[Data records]

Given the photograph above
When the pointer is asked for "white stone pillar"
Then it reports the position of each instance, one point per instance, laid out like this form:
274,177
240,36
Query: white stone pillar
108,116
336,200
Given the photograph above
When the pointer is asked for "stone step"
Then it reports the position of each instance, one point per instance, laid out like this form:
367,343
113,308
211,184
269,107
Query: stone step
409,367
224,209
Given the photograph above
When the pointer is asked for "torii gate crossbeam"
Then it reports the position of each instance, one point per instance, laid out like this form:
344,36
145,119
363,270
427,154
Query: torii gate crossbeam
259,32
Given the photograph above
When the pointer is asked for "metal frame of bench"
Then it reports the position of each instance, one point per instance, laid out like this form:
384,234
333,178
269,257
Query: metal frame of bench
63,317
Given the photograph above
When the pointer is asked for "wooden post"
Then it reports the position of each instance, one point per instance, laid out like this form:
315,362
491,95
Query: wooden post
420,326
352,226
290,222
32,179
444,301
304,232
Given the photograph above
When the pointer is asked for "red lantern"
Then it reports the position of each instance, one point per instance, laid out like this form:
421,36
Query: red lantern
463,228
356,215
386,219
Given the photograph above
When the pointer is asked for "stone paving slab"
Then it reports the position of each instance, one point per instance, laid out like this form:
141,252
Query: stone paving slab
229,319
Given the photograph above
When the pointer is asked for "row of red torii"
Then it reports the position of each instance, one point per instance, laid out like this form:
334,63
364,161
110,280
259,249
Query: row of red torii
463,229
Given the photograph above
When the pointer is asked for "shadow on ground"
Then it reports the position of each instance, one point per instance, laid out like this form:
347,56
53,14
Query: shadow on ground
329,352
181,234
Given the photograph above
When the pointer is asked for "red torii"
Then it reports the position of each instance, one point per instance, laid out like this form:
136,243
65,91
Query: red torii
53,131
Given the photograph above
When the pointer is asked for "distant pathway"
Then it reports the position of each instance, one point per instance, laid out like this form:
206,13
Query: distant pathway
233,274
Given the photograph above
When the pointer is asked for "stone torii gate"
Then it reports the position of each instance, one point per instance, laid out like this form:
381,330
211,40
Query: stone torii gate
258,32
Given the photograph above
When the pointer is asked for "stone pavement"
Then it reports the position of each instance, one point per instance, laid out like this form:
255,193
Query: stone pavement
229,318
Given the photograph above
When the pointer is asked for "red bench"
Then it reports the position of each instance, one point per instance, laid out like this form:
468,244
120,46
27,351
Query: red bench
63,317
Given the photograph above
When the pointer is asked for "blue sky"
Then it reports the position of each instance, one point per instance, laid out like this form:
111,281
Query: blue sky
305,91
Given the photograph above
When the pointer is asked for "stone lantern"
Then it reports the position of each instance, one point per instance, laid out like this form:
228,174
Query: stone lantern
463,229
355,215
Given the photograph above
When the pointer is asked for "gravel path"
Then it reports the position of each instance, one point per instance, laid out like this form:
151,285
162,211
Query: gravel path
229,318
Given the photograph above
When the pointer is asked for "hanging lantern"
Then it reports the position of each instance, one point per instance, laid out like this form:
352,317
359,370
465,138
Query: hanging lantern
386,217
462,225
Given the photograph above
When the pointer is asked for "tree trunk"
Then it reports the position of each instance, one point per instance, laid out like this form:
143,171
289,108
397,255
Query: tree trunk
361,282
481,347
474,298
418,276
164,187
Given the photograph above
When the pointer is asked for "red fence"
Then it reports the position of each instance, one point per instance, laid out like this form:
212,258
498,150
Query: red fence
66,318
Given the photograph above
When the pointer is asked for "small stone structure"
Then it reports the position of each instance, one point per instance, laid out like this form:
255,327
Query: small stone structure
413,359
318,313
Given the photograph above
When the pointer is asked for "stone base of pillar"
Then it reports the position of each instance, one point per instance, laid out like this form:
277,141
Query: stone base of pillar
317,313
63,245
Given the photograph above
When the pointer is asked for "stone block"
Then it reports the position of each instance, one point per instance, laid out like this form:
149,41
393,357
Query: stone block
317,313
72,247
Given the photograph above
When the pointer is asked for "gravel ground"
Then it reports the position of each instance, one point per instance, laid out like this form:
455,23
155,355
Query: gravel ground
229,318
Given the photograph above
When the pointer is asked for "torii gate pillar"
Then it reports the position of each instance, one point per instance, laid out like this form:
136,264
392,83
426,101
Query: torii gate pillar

WORK INSTRUCTIONS:
An exact, complete copy of the records is the expected answer.

ANSWER:
Given the photograph above
When the pointer is asked for "white stone pillar"
Then it reports the position of each instance, one point per instance, laid out like this form:
274,177
240,36
Query: white stone pillar
108,116
336,200
Given the photograph above
When the pointer is asked for "stone step"
Then it reports the position of each instance, one point per instance, laid out like this form:
367,343
113,308
211,184
269,107
Query: stone step
409,367
224,209
Given the photograph above
When the pointer is asked for "torii gate crossbeam"
Then it reports the position of each instance, one point per instance, laid out like this form:
344,36
145,119
363,270
427,154
Query: torii gate crossbeam
259,32
Given the photograph above
When the pointer is asked for "metal frame of bench"
Then it reports the position of each instance, one point per instance, laid out like this form:
384,234
333,178
269,257
Query: metal frame of bench
63,317
Given the photograph above
When the pointer is asked for "wooden post"
Then it reports the position of each instance, one point per instance, laid out like this form:
315,362
491,95
Query: wooden post
420,326
352,226
290,222
32,179
444,301
304,232
Given the photograph above
When the pointer is asked for "red lantern"
Then it reports the position of each instance, one point per instance, laid out like this form:
421,36
Query: red lantern
463,228
356,215
386,219
Given the photograph above
When the pointer is asked for "stone paving slab"
Then it reports the position of each instance, one point per instance, laid out like this form:
141,252
Query: stone paving slab
229,319
Given the photograph above
When the pointer is asked for "row of red torii"
Then it reports the position of each instance, one point per instance, laid out like this form:
334,63
364,161
110,280
259,249
Query: row of red torii
463,229
Given the photograph above
When the pointer is asked for "shadow on ground"
Then it reports the position of each instance, one point per instance, laid out like this form:
347,56
53,14
Query: shadow on ground
329,352
181,234
Given the photograph above
When the pointer is asked for "red torii"
Then it reports the position of each instance, one point per instance, laid out like this form:
136,243
65,91
Query: red torii
53,131
Given the photograph above
When the pointer is asked for "distant pathway"
Then it reports the position of each instance, one point per instance, laid out like this form:
206,13
Query: distant pathway
233,274
Given the photograph above
When the pointer is asked for "stone torii gate"
Then it reports the position of each instance, one point per instance, laid out like this form:
381,330
211,40
Query: stone torii gate
258,32
Given the photograph above
When the pointer is asked for "stone pavement"
Then it reports the position of each instance, one point per instance, laid out like this form:
255,193
Query: stone pavement
229,318
Given the photograph above
When the pointer is asked for "red bench"
Then it reports the position of each instance, one point per instance, laid out like this form:
468,244
120,46
27,351
Query: red bench
63,317
Given the photograph above
When the pointer is asked for "blue sky"
Then it reports the position of each instance, one point per instance, laid out like this form:
111,281
Query: blue sky
305,91
Given the photograph above
When the pointer is asked for "stone lantern"
Then it reports the position of each instance, one point per instance, laid out like this form:
228,174
Query: stone lantern
463,229
355,215
Given the photograph above
When the pointer is asked for "gravel path"
Then it reports the position of each instance, one point per instance, laid out like this form:
151,285
162,211
Query: gravel path
229,318
Given the photograph above
When the pointer is asked for "hanging lantern"
Then it reports the position of each instance, one point per instance, laid out like this form:
352,317
359,370
465,138
Query: hanging lantern
386,217
462,225
Given the photograph above
When the pointer is asked for "tree trunk"
Then it reports the position of each instance, one point per instance, laid out like this form:
143,171
289,108
397,255
Query: tree trunk
361,282
481,347
474,298
418,276
164,187
Given the photograph above
When the pointer is asked for "red fence"
Then it reports the position of each instance, one point per instance, laid out like this form:
212,258
498,150
Query: red fence
66,318
Given the photograph above
When the pointer is asked for "small stone structure"
Then it reports the position of each instance, one point per instance, laid out like this form:
255,327
Query: small stone structure
413,359
318,313
Given the photograph above
When the pointer is asked for "stone base of pillar"
Then it reports the position of each instance, one point per instance, laid out like this form:
277,141
Query: stone base of pillar
317,313
63,245
Given the photograph above
When the pointer is asked for "stone block"
Then it reports the position of each instance, one point per instance, laid out like this form:
149,41
393,357
Query: stone block
317,313
72,247
Given the photograph above
When the pointer is asked for "gravel ground"
Then it reports the position of each instance, one point per instance, laid out like this form:
455,23
155,355
Query: gravel ground
229,318
Given the photograph above
When the pointer is asked for "torii gate pillar"
Then it reports the position of each instance, one point per instance, laid out like this form:
136,264
392,83
426,101
Query: torii gate pillar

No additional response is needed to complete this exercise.